What you will do:
Return all of the data exactly, with nothing left out but the pictures.

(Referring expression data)
● ● ● ● ● ● ●

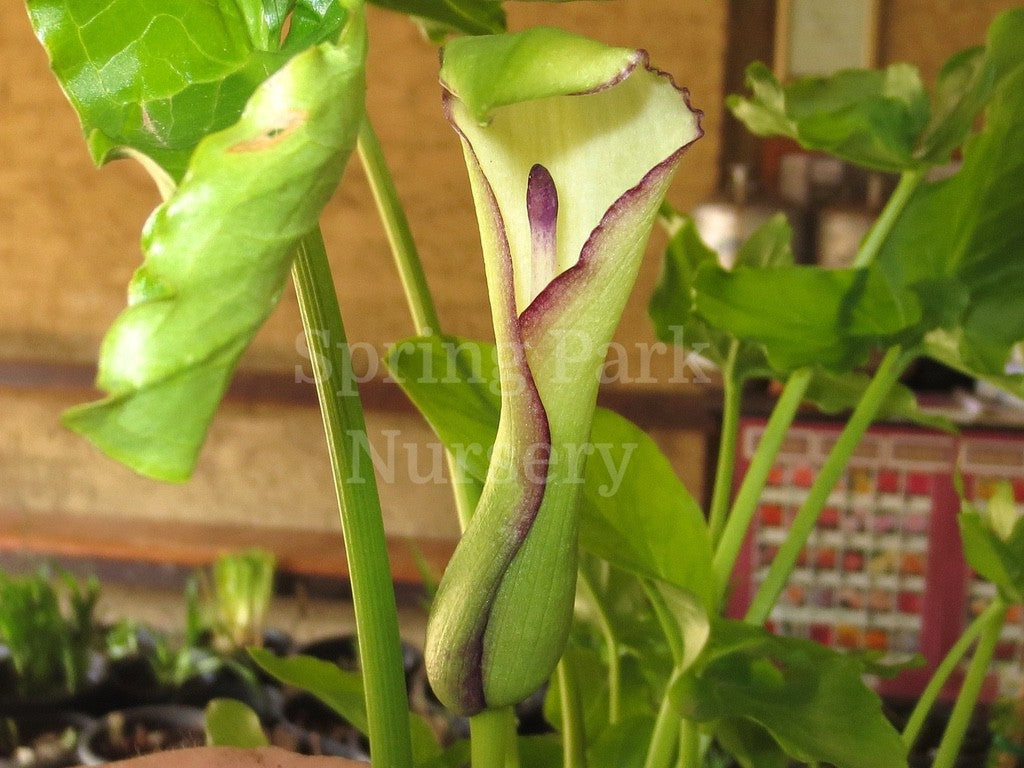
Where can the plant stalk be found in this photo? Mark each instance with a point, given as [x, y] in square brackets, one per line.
[732, 392]
[608, 632]
[363, 525]
[745, 504]
[946, 667]
[960, 719]
[888, 373]
[414, 283]
[489, 736]
[880, 230]
[399, 236]
[573, 735]
[666, 737]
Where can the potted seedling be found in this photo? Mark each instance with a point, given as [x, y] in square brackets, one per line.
[570, 146]
[44, 740]
[48, 640]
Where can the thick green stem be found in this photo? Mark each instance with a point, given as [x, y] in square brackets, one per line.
[608, 633]
[946, 667]
[888, 373]
[960, 719]
[745, 504]
[489, 737]
[880, 230]
[732, 392]
[573, 735]
[363, 525]
[414, 283]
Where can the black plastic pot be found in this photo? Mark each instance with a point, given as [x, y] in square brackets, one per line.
[43, 740]
[141, 730]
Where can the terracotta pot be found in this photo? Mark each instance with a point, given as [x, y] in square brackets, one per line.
[224, 757]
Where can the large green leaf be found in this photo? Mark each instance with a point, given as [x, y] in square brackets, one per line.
[809, 698]
[993, 542]
[638, 515]
[157, 83]
[671, 305]
[871, 118]
[961, 241]
[635, 511]
[342, 691]
[217, 255]
[805, 315]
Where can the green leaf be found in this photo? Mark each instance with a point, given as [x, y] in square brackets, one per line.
[217, 256]
[805, 315]
[836, 393]
[993, 542]
[671, 306]
[488, 72]
[968, 232]
[231, 723]
[624, 744]
[809, 698]
[343, 692]
[338, 688]
[871, 118]
[158, 82]
[638, 515]
[962, 88]
[470, 16]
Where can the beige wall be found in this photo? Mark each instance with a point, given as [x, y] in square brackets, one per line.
[71, 232]
[69, 238]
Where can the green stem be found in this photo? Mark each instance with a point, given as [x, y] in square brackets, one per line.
[363, 525]
[414, 283]
[745, 504]
[960, 719]
[880, 230]
[665, 739]
[399, 236]
[732, 392]
[573, 736]
[668, 623]
[888, 373]
[690, 754]
[488, 733]
[608, 632]
[946, 667]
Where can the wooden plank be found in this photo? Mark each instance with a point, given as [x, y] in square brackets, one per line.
[192, 545]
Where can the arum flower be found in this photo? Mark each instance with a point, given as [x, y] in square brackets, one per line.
[570, 146]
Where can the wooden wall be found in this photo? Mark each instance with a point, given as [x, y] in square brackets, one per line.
[69, 238]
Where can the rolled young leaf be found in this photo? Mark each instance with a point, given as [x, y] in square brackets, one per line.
[570, 146]
[217, 255]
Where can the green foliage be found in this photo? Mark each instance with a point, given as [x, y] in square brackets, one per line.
[809, 699]
[260, 168]
[958, 240]
[343, 692]
[240, 599]
[993, 542]
[50, 647]
[231, 723]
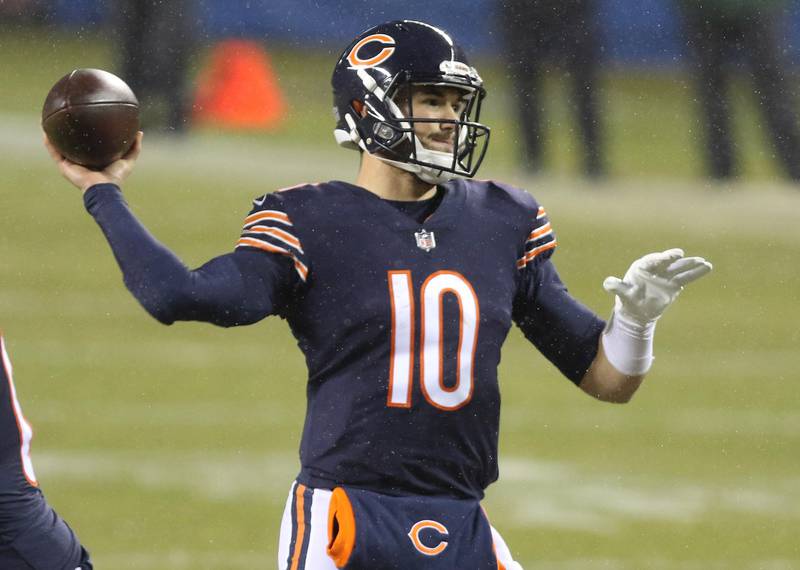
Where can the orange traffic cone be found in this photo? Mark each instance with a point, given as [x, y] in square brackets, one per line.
[238, 89]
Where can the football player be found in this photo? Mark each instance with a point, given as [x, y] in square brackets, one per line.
[400, 288]
[32, 535]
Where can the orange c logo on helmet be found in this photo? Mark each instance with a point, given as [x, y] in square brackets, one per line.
[428, 550]
[357, 62]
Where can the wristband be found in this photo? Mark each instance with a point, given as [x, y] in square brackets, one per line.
[628, 345]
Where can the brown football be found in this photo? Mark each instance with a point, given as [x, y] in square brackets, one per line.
[91, 116]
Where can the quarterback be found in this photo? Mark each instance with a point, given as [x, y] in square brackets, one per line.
[400, 288]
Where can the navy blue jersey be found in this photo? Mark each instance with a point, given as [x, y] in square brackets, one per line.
[402, 323]
[32, 535]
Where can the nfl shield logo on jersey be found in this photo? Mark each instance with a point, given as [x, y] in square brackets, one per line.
[425, 240]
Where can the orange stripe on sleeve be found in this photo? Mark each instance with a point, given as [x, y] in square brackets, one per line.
[540, 231]
[262, 245]
[267, 215]
[340, 547]
[523, 261]
[299, 266]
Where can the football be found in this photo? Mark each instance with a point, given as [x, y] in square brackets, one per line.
[91, 116]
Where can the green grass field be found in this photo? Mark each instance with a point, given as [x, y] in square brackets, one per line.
[174, 447]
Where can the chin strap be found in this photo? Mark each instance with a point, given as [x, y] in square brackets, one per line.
[429, 174]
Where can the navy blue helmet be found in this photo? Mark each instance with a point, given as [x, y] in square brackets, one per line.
[372, 86]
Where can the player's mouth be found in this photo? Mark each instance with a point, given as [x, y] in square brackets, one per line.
[442, 143]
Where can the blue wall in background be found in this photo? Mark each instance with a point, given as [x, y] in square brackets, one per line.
[635, 31]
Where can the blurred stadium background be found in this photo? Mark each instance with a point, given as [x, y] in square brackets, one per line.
[173, 448]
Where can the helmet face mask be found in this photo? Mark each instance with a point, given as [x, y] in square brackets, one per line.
[375, 82]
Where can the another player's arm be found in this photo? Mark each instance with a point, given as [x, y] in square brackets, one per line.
[625, 351]
[233, 289]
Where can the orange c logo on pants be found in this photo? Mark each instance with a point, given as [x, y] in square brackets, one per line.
[356, 61]
[428, 550]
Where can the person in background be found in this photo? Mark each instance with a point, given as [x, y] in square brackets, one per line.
[542, 32]
[155, 39]
[32, 535]
[400, 288]
[717, 32]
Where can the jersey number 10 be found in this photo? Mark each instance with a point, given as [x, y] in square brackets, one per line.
[431, 331]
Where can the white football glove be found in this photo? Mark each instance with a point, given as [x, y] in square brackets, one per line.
[653, 282]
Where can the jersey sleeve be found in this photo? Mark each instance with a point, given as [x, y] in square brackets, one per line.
[269, 229]
[540, 242]
[565, 331]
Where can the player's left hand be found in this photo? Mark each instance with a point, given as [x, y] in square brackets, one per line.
[653, 282]
[84, 178]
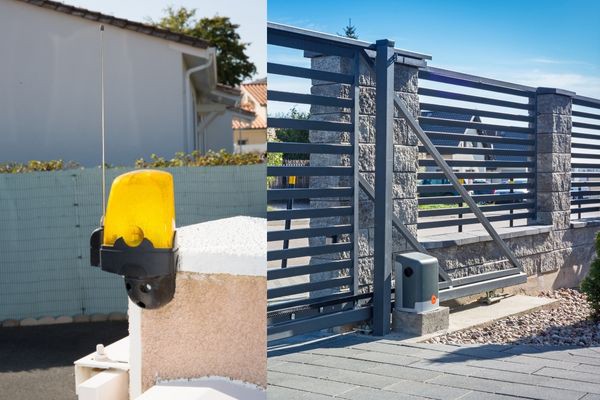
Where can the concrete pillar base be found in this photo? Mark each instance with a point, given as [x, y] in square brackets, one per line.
[421, 323]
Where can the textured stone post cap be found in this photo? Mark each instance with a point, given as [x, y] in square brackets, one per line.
[562, 92]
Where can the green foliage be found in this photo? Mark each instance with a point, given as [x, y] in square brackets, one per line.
[350, 30]
[36, 166]
[294, 135]
[195, 159]
[591, 283]
[233, 65]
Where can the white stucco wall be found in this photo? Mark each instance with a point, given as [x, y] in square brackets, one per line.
[50, 89]
[219, 134]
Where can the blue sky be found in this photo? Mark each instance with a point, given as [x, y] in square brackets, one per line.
[538, 43]
[249, 14]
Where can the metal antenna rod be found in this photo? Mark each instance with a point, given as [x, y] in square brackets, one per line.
[103, 122]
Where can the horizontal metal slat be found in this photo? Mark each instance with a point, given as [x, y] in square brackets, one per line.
[286, 194]
[475, 112]
[300, 72]
[470, 221]
[481, 198]
[310, 171]
[339, 211]
[275, 95]
[478, 138]
[288, 234]
[479, 150]
[305, 124]
[582, 155]
[584, 165]
[438, 212]
[478, 175]
[581, 135]
[308, 251]
[480, 164]
[586, 101]
[473, 81]
[482, 287]
[477, 186]
[474, 125]
[281, 273]
[314, 302]
[584, 210]
[579, 193]
[588, 200]
[298, 327]
[473, 99]
[585, 174]
[592, 146]
[486, 276]
[307, 287]
[582, 114]
[584, 184]
[309, 148]
[305, 42]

● ● ● ● ● ● ●

Answer for this exercise:
Where can the plant stalk be found in this photo? Mark each instance with a point, given as [x, y] in square brackets, one per line.
[732, 392]
[608, 632]
[363, 525]
[745, 504]
[946, 667]
[960, 719]
[888, 373]
[414, 283]
[489, 736]
[880, 230]
[399, 236]
[573, 735]
[666, 737]
Where can the potted seedling be found in this photo? Mark each instance with a point, given as [x, y] in square brackets, one per line.
[570, 146]
[44, 740]
[48, 640]
Where can the thick green stem be found in this photo? Mark each instance with a point, given as [x, y] in square brackets, one per line.
[608, 633]
[946, 667]
[888, 373]
[960, 719]
[745, 504]
[489, 737]
[880, 230]
[732, 392]
[573, 735]
[363, 525]
[414, 283]
Where can the black plastic pot be found in this photo? Mark each instance with a point, given as [x, y] in square brackets, one per line.
[43, 740]
[141, 730]
Where can the terracotta pot be found in this photo? Mark each instance with a point, given as [x, y] in square brackets, one per line.
[224, 757]
Where can the large green leaf be found in this photo? Mark each instance with a point, given as [x, y] in square brackets, one per line.
[809, 698]
[993, 542]
[638, 515]
[157, 83]
[671, 305]
[871, 118]
[961, 241]
[635, 511]
[342, 691]
[217, 255]
[805, 315]
Where can the green leaf be found in this photo? Mark each instance with a point, given as [x, y] in square brackets, one per line.
[217, 256]
[805, 315]
[836, 393]
[993, 542]
[671, 306]
[488, 72]
[968, 232]
[231, 723]
[624, 744]
[809, 698]
[343, 692]
[338, 688]
[871, 118]
[158, 82]
[638, 515]
[962, 88]
[470, 16]
Where can the beige wall be found in this photo? Mark each instance with a point, given as [x, y] in square brackets, one per line.
[71, 232]
[69, 238]
Where can the green stem be found in this photo? Mark each instance with a point, given as [x, y] in square brackets, one per line.
[363, 525]
[414, 283]
[745, 504]
[960, 719]
[880, 230]
[665, 739]
[399, 236]
[732, 392]
[573, 736]
[668, 623]
[888, 373]
[690, 754]
[488, 733]
[608, 632]
[946, 667]
Where can the wooden plank be found in this photo? Mark each instance with a point, given as [x, y] in square brackets, one per line.
[192, 545]
Where can the arum flower be found in this photo? Mark each instance with a point, given as [x, y] in square brackets, one per line.
[570, 146]
Where can the wooden wall be found in this photo? Mark each instance with a point, given as [x, y] in square brackets, one per line.
[69, 238]
Where can the rolled young leaf be found in this photo? Mark each instance with a point, given as [x, y] in square brackets, one per line.
[570, 146]
[217, 255]
Where can the green foliage be found in this photo? Mark each instance with a point, given as [x, y] in square brackets, one per line.
[809, 699]
[260, 168]
[958, 240]
[343, 692]
[240, 599]
[993, 542]
[50, 647]
[231, 723]
Where can the orange traffic cone be found in this photo? Mark each instance with a point, given as [x, y] in square brackets, one per line.
[238, 89]
Where can the football player be found in this photo? Mark each instance with a point, given as [x, y] in square brackets, one per line.
[400, 288]
[32, 535]
Where can the orange c logo on helmet be found in this photo? Mark each instance with a point, given as [x, y] in square brackets, one per line.
[428, 550]
[357, 62]
Where can the wristband be found in this photo? Mark each instance with a point, given as [x, y] in square brackets, one per line.
[628, 345]
Where can the brown football be found in this photo? Mark each instance with a point, given as [x, y] in square brackets, one per line.
[91, 116]
Where can the quarterback be found in this photo? Mark each instance with a point, given as [x, y] in square brackets, one per line.
[400, 288]
Where can the navy blue jersey be found in this photo? Mark each instance with a point, given as [x, y] in square brackets, one per line.
[402, 323]
[32, 535]
Where can the nfl shield logo on jersey be found in this photo? Mark each instance with a point, given as [x, y] in square brackets, one per line.
[425, 240]
Where can the orange stripe on sleeve be found in this photo? Mark each instance with a point, given as [x, y] in square brackets, one per line.
[540, 231]
[262, 245]
[267, 215]
[340, 547]
[523, 261]
[299, 266]
Where can the football be found in this photo? Mark each instance with a point, given as [x, y] in square brackets, one per line.
[91, 116]
Where can the green grass field be found in this photo? Mark each instance with a point, given as [x, y] in square brackets, one per line.
[174, 447]
Where can the chin strap be found in this photo? Mark each instance with a point, given as [x, y] in square brackets, one per line.
[429, 174]
Where can the navy blue helmet be found in this photo? Mark each instance with a point, given as [x, y] in square brackets, one per line.
[372, 86]
Where can the player's mouth be found in this photo? Mark each instance with a point, given as [x, y] in square brackets, one per line.
[442, 143]
Where can the blue wall in background be found in this photo? Mark each instance with a point, given as [x, y] in square brackets, one per line.
[635, 31]
Where can the blurred stadium background be found in this photo? Mark each instance with a point, given as [x, y] in square brackets, one per line.
[173, 448]
Where can the helmet face mask be found in this photo? Mark each instance with a point, given as [x, y] in square brackets, one per line.
[375, 82]
Where can the another player's arm be found in this photo? Mark each instance with a point, given as [x, y] in square brackets, one per line.
[625, 351]
[233, 289]
Where can the orange c logo on pants be found in this photo? Mark each instance with a point, given as [x, y] in square brackets, one per line.
[356, 61]
[428, 550]
Where can the person in background be found in this photo? Mark each instance with a point, given as [x, y] in square brackets, one per line.
[542, 32]
[155, 39]
[32, 535]
[400, 288]
[717, 32]
Where can the jersey number 10 be found in this photo? Mark each instance with a point, given as [x, y] in square brackets, one per line.
[431, 331]
Where can the white football glove be found in this photo? Mark each instance with a point, given as [x, y] in square brackets, one per line.
[653, 282]
Where can the jersey sleeve be found in this photo? Mark each instance with a point, given as [x, y] in square brackets, one per line.
[269, 229]
[540, 242]
[565, 331]
Where can the player's left hand be found in this photo? Mark each instance with a point, given as [x, y] in square brackets, one per line.
[653, 282]
[84, 178]
Where can the concrete pillar base be found in this photo? Mark each instance with a point, given as [x, y] in square brackets, one per line.
[421, 323]
Where can the textured stone post cap be found in this photo? Mark each instance with a point, given as [x, y] in square brackets, one per line.
[562, 92]
Where can the green foliage be found in this photo? Mark each instance with a point, given as [x, y] in square brackets, one per line.
[350, 30]
[36, 166]
[294, 135]
[195, 159]
[591, 283]
[233, 65]
Where can the white stucco wall be found in this photo? Mark each instance with a point, given as [x, y] in square brackets, one per line.
[50, 89]
[219, 134]
Where can the blue sky be found in this photo? Mark each instance with a point, given as [x, y] in square brackets, one per line.
[538, 43]
[249, 14]
Where can the metal antenna rod be found in this photo? Mark each instance with a point, given as [x, y] in square brackets, one per line.
[103, 122]
Where can the horizontal metal slat be found in this photo? Mark each instance with a point, given as [x, y] in square brackets, one per line.
[286, 194]
[475, 112]
[300, 72]
[470, 221]
[481, 198]
[310, 171]
[339, 211]
[275, 95]
[478, 138]
[288, 234]
[479, 150]
[305, 124]
[582, 155]
[584, 165]
[438, 212]
[478, 175]
[581, 135]
[308, 251]
[480, 164]
[586, 101]
[473, 81]
[482, 287]
[477, 186]
[474, 125]
[281, 273]
[314, 302]
[584, 210]
[579, 193]
[588, 200]
[298, 327]
[473, 99]
[585, 174]
[592, 146]
[486, 276]
[307, 287]
[582, 114]
[584, 184]
[309, 148]
[305, 42]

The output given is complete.